Brief: Copy every record below exactly, leaving out any pictures.

▬▬▬▬▬▬▬▬▬▬

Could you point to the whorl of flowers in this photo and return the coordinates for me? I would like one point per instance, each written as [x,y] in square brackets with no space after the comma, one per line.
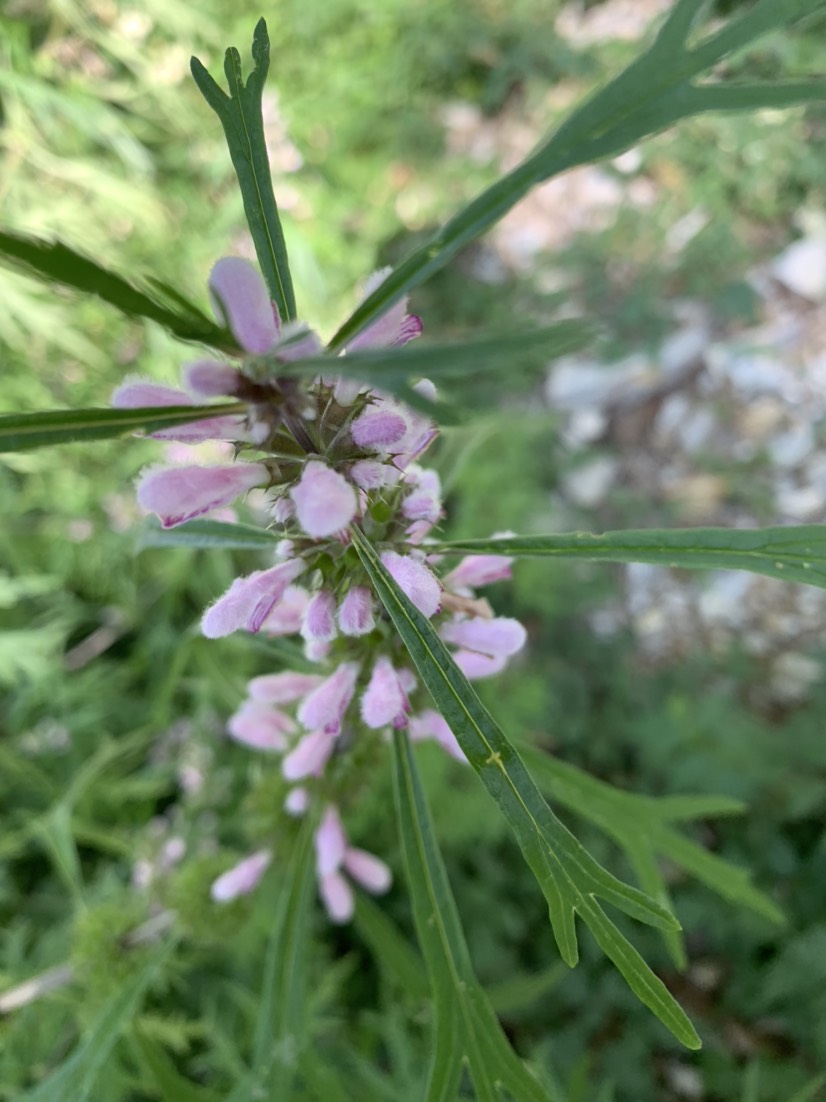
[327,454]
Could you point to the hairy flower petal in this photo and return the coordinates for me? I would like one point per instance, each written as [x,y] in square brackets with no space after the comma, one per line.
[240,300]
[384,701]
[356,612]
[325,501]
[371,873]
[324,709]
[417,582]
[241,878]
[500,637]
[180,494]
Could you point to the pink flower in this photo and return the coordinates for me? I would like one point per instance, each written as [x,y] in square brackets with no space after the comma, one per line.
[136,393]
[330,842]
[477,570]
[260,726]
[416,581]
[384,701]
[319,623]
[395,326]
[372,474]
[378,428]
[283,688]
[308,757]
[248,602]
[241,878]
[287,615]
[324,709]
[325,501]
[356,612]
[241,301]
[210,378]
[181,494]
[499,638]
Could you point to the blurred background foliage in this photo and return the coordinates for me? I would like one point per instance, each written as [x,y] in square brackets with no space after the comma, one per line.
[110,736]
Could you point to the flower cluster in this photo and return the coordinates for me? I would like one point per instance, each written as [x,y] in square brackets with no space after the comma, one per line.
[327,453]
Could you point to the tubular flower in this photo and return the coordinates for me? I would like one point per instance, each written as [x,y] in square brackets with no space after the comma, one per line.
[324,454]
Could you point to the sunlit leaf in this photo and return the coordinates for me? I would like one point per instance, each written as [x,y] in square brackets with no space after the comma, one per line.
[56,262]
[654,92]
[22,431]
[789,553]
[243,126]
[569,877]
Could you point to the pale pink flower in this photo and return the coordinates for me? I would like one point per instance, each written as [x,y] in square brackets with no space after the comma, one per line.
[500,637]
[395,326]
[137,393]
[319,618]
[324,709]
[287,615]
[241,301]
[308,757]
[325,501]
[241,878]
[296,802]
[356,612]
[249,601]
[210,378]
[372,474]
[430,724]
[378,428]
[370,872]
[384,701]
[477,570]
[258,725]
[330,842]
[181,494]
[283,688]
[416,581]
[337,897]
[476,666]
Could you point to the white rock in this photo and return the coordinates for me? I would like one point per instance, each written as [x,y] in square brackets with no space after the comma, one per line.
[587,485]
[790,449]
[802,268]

▬▬▬▬▬▬▬▬▬▬

Response area:
Could you point to the whorl of flowers in this photo and return the coordinates for me? I would like one point per instance, each written as [x,y] in square brackets with no space after the comma, one per line.
[327,454]
Could you point to the hairy flower petal in this photo and return the coordinates for me? I would like one point per instance, each written as [x,y] in square brackets with no space after the comma, one per line.
[240,300]
[384,701]
[356,612]
[325,501]
[371,873]
[324,709]
[417,582]
[241,878]
[500,637]
[180,494]
Could you point to the pink flower in this photo and return the coordinates for me? I would like one point per instance, each written as [x,y] in square brackets with no space after the comma, one per line.
[136,393]
[330,842]
[477,570]
[260,726]
[416,581]
[384,701]
[319,623]
[395,326]
[372,474]
[378,428]
[283,688]
[308,757]
[248,602]
[241,878]
[287,615]
[324,709]
[325,501]
[356,612]
[241,301]
[210,378]
[181,494]
[499,638]
Could you point to the blurred background foliage in this photo and return the coordinates for me? I would like one point per instance, each written as [x,y] in square brackets with no space after the comma, one per line.
[110,736]
Could you point to the flower cluster in this photo and return the coordinates for me? I would like one point per instance, each written as [x,y] in square brackets with no space after the comma, one per line.
[327,453]
Could you point to the tubular flower in this photo and return the coordinates for me? I would like one point per instance, each written as [x,y] in square brackets with no space after the comma, one per line.
[324,454]
Could you point to the sunlit leaf in this photo and return the coordinates for me? I would like one point per instance, each written as [x,y] in square brackets with no space after the comma, one per line.
[56,262]
[654,92]
[22,431]
[789,553]
[243,126]
[569,877]
Could you point to the pale pink flower in this photo and return the coordinates for me? I would like one point per instance, each written as [x,y] in square brackets with no space after the comma, one per line.
[500,637]
[395,326]
[137,393]
[319,618]
[324,709]
[287,615]
[241,301]
[308,757]
[325,501]
[241,878]
[296,802]
[356,612]
[249,601]
[210,378]
[372,474]
[430,724]
[378,428]
[370,872]
[384,701]
[477,570]
[258,725]
[330,842]
[181,494]
[283,688]
[416,581]
[337,897]
[476,666]
Could you point to the white rock in this photo and return the coordinates for me? I would like one point per instance, each written as [x,y] in square brackets with no space after the comma, one per line.
[587,485]
[790,449]
[802,268]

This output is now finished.